* [Предоставленный отрывок]:
• • • •
Вообще следует сказать, что всякая этика, которая строится так, как ее строит Спенсер, т. е. путем чисто эмпирическим, может дать указание только относительно генезиса морального чувства; она может являться только описанием происхождения нравственного чувства, а отнюдь не может указать ничего такого, что делало бы моральный принцип обязательным. Обязательность морального принципа может дать только этика, поставленная в связь с метафизикой.

К числу заслуг Спенсера в этике относится то, что он показал, что наши идеи и наши чувства имеют свою историю. Эта мысль в высокой степени важная. По старой теории утилитаристов выходит, что общество состоит из индивидуумов в роде того, как физические тела состоят из отдельных атомов, которые соединяются друг с другом в силу притяжения. Старые моралисты утверждали, что каждый индивидуум по отношению к обществу есть то же, что атом. Но каким образом эти индивидуумы-атомы соединены? По теории утилитаристов выходит, что сначала индивидуумы жили отдельною жизнью, но, найдя это неудобным, они собрались, составили договор, по которому каждый решил поступиться своими интересами в пользу других, чтобы пользоваться выгодами общественной жизни, и таким

366

образом соединились в общество. Эта теория т. наз. contrat social . После Спенсера общество стали рассматривать, как нечто неделимое, как организм, и отсюда естественно вытекло то, что жизнь индивидуума нельзя рассматривать отдельно от жизни общества. В истории мы всегда встречаем человека, как члена общества. Если человек действительно составляет неотъемлемую часть социального организма, то можно ли безнаказанно вырвать отдельную клеточку этого организма, и может ли она существовать отдельно от других? Конечно, нет. У Гоббса и Бентама каждый член соединен со всем обществом механически. После Спенсера сделалось ясным, что между всеми отдельными членами социального организма связь органическая. Если ампутировать какой-нибудь орган у человека, то связь его с организмом будет нарушена, а вместе с тем прекратится и его жизнь, потому что каждый орган, даже каждая клеточка питается за счет организма, но вместе с тем она сама принимает участие в созидании организма, и благополучие ее зависит от жизни всего организма так же, как и благополучие последнего зависит от жизни каждой отдельной клеточки его. То же самое мы видим и в социальной жизни человека. Все, что имеет отдельный индивидуум, принадлежит не только ему, но и той социальной среде, в которой он живет. Он получает воспитание в семье, развитие в школе, благодаря языку, который он получает от общества. Все его мысли, желания в известном смысле есть достояние, полученное им от общества. Одним словом, индивидуум находится в полной зависимости от общества. Если так, то ясно, что индивидуум составляет в организме общества одну клеточку, жизнь которой тесно переплетается с жизнью всех остальных. Отсюда становится понятной неосновательность как чистого альтруизма, так и чистого эгоизма. Сторонники чистого эгоизма обыкновенно рассуждают так. Я всегда эгоист: даже в том случае, когда я совершаю альтруистическое действие, я поступаю эгоистически. Если в моем присутствии страдает человек и я хочу освободить его от страдания, то я действую эгоистически: я хочу освободить себя от вида страдания, следовательно, я действую из эгоистических чувств. Это рассуждение неверно потому, что даже в таком случае мы должны были бы делить чувства на прямо-эгоистические и косвенно-эгоистические;

последние именно были бы те, которые мы и называем альтруистическими. Так как общество есть организм, а не фиктивное тело, то чувства эгоистические так сильно переплетаются с чувствами альтруистическими, что мы не можем никогда провести грани между ними и сказать, где кончается эгоистическое чувство и где начинается альтруистическое.
• • • •
* [Задачи]:
1) Объясните по отрывку об этике Спенсера, почему между эгоистическими и альтруистическими чувствами нельзя провести грань. Ответ должен занимать от одного до трех предложений.
2) Обновите участок отрывка об этике Спенсера от "Вообще следует сказать, что" до "связь с метафизикой." включительно, заменив "этика" на "нравственная философия".
3) Переведите на английский язык предложение из отрывка об этике Спенсера: «В истории мы всегда встречаем человека, как члена общества».

* [Собранные данные]:
• • • •
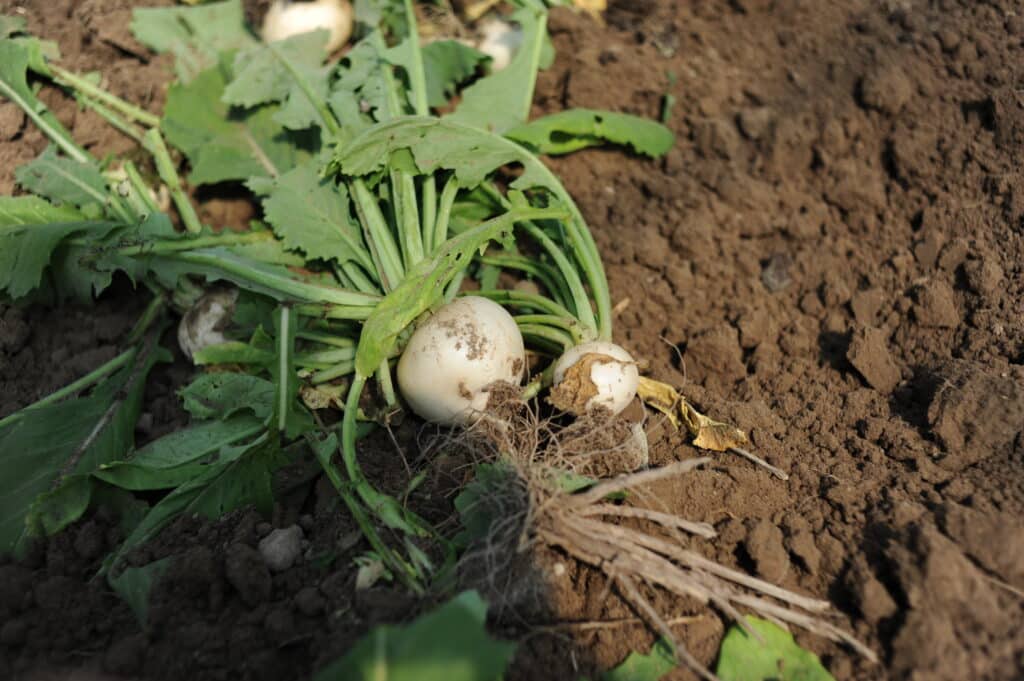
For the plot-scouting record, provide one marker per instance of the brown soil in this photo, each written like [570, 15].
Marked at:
[832, 256]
• • • •
* [Ожидаемые результаты]:
1) Общество есть организм, а не фиктивное тело. Поэтому эгоистические чувства так сильно переплетаются с альтруистическими, что нельзя сказать, где кончается эгоистическое чувство и где начинается альтруистическое.

2)
Вообще следует сказать, что всякая нравственная философия, которая строится так, как ее строит Спенсер, т. е. путем чисто эмпирическим, может дать указание только относительно генезиса морального чувства; она может являться только описанием происхождения нравственного чувства, а отнюдь не может указать ничего такого, что делало бы моральный принцип обязательным. Обязательность морального принципа может дать только нравственная философия, поставленная в связь с метафизикой.

3) In history we always encounter man as a member of society.